Dataset rows —
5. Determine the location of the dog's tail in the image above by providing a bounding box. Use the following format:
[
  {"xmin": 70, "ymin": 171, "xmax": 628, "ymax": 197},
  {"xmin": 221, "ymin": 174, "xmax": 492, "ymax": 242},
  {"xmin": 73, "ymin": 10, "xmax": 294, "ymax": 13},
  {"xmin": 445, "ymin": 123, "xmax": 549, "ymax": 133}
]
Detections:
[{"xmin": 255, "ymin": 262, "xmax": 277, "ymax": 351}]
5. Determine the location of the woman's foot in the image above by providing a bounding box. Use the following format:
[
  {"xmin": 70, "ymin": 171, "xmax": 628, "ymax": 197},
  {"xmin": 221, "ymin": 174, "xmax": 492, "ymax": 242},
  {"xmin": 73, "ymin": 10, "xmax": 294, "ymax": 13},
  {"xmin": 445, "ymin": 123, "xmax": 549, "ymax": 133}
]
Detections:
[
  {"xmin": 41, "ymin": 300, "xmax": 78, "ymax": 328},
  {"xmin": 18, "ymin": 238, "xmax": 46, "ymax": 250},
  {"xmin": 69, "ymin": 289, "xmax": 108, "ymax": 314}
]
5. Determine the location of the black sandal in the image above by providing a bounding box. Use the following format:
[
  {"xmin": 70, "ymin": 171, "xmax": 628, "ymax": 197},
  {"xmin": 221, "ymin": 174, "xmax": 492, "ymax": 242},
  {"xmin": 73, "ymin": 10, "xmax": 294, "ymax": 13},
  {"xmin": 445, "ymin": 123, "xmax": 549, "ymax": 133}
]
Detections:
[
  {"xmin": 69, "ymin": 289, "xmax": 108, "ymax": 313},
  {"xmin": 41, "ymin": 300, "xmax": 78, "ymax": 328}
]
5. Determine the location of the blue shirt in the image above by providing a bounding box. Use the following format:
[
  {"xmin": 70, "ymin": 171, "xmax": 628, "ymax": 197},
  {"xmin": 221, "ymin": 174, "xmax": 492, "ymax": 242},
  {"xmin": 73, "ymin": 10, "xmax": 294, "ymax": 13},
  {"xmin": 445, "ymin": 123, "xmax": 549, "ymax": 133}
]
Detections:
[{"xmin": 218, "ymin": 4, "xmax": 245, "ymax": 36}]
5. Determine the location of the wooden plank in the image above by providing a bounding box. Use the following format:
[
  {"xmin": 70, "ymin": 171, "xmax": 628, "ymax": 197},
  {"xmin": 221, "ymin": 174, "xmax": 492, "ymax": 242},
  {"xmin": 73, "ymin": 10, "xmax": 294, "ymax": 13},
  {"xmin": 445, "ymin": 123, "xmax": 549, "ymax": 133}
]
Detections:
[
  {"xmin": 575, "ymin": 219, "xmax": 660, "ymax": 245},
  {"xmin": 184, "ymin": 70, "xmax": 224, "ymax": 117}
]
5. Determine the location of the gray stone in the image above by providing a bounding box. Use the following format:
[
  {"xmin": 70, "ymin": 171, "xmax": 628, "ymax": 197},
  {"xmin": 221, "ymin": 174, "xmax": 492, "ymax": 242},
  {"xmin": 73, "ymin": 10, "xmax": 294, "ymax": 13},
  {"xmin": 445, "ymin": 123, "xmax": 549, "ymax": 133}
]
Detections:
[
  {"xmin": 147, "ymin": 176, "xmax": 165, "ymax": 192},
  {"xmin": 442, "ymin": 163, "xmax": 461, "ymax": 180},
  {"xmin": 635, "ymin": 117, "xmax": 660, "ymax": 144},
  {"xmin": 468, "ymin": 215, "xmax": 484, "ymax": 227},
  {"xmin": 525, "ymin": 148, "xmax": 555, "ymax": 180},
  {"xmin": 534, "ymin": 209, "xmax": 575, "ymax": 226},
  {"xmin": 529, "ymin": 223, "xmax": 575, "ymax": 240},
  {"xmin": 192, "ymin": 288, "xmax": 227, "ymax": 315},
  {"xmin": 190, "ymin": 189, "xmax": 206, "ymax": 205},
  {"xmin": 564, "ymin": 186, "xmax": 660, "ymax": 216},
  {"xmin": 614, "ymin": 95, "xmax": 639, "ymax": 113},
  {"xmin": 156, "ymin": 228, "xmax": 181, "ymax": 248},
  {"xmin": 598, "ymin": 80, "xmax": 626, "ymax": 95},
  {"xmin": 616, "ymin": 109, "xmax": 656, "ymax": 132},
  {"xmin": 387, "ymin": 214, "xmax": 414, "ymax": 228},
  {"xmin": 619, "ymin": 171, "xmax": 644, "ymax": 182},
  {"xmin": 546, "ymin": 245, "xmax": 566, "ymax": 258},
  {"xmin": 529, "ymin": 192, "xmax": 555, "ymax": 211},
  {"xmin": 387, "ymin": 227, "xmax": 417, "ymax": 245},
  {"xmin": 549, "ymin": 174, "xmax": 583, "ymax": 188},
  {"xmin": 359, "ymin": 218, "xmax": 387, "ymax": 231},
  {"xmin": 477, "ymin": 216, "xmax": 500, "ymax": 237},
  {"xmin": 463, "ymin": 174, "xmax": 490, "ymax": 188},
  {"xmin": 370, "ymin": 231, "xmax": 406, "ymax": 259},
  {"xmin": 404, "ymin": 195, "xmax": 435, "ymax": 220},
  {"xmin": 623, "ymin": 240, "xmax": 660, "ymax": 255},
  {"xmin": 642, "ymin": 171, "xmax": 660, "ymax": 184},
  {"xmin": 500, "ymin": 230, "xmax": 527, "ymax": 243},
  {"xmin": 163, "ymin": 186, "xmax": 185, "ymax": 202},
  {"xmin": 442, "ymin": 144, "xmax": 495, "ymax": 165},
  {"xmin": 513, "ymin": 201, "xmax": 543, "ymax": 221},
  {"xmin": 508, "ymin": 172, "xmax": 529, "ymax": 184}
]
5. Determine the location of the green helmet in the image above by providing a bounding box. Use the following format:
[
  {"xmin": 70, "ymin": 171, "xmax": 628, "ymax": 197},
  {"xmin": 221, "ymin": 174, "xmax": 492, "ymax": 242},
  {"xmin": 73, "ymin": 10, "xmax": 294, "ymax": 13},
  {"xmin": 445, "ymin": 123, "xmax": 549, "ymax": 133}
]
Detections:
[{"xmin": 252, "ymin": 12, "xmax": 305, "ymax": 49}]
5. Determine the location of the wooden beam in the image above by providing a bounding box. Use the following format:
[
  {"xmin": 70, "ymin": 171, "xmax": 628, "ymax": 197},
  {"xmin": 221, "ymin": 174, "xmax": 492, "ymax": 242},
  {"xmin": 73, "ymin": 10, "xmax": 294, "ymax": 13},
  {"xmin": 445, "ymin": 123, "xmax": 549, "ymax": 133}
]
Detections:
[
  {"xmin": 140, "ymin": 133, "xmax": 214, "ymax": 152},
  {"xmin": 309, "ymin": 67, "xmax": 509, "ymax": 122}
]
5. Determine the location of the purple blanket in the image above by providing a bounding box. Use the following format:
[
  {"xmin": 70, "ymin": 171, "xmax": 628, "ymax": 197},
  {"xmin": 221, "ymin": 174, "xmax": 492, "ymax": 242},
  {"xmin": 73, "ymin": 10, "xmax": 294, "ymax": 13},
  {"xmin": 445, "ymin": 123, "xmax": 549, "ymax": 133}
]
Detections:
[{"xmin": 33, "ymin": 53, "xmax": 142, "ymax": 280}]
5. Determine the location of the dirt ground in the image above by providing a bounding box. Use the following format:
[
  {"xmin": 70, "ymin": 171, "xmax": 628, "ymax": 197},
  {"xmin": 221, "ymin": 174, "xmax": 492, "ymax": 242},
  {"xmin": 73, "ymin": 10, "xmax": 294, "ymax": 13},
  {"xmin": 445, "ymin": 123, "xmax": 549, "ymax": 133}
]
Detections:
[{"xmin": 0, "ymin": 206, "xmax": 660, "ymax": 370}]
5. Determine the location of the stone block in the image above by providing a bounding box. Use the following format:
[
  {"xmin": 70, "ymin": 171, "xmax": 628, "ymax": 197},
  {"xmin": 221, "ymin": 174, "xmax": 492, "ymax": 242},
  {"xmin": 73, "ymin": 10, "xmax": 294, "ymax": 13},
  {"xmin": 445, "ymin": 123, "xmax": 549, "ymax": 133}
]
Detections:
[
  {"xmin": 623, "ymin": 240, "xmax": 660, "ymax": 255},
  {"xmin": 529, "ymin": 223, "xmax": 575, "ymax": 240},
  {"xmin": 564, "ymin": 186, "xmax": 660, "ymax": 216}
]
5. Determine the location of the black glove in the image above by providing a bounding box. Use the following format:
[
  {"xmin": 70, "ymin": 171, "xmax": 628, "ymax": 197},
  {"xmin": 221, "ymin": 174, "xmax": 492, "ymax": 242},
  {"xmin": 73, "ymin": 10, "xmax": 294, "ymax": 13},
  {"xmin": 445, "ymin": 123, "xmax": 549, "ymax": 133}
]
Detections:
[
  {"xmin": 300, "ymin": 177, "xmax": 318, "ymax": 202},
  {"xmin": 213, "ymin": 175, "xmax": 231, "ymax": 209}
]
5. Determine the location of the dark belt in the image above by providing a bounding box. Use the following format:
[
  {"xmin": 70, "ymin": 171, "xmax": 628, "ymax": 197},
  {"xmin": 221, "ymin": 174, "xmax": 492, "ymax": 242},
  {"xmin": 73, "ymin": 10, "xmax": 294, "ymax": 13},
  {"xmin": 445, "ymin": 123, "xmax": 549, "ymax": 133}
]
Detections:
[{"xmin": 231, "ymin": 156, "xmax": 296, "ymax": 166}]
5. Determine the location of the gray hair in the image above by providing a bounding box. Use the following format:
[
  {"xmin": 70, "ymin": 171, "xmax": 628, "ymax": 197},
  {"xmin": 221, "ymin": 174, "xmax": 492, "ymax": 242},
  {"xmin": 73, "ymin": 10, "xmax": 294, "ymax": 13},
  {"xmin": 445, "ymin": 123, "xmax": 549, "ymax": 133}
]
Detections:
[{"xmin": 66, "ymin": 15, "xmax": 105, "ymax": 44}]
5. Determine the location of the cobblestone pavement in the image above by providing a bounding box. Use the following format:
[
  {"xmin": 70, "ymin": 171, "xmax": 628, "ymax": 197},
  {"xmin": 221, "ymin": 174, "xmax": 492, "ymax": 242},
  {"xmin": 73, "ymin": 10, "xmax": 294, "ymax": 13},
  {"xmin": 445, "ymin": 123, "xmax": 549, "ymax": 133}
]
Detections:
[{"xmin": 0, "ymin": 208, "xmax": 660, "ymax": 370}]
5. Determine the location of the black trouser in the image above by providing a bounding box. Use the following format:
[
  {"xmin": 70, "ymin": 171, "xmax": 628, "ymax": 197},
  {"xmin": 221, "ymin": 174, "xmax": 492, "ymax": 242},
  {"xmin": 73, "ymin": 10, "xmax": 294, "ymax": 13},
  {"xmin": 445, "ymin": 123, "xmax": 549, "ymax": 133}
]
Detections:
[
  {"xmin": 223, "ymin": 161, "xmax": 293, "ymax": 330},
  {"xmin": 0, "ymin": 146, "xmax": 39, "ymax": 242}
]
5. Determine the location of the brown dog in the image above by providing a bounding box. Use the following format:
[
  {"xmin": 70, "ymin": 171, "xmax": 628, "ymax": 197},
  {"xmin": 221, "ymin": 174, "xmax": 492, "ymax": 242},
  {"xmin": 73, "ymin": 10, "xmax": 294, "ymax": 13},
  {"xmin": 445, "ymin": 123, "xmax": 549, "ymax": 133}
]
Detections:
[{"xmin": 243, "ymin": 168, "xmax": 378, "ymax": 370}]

What is needed —
Count the lines in the material above that contain the string "wooden". Reply with only the number.

Reply to the task —
2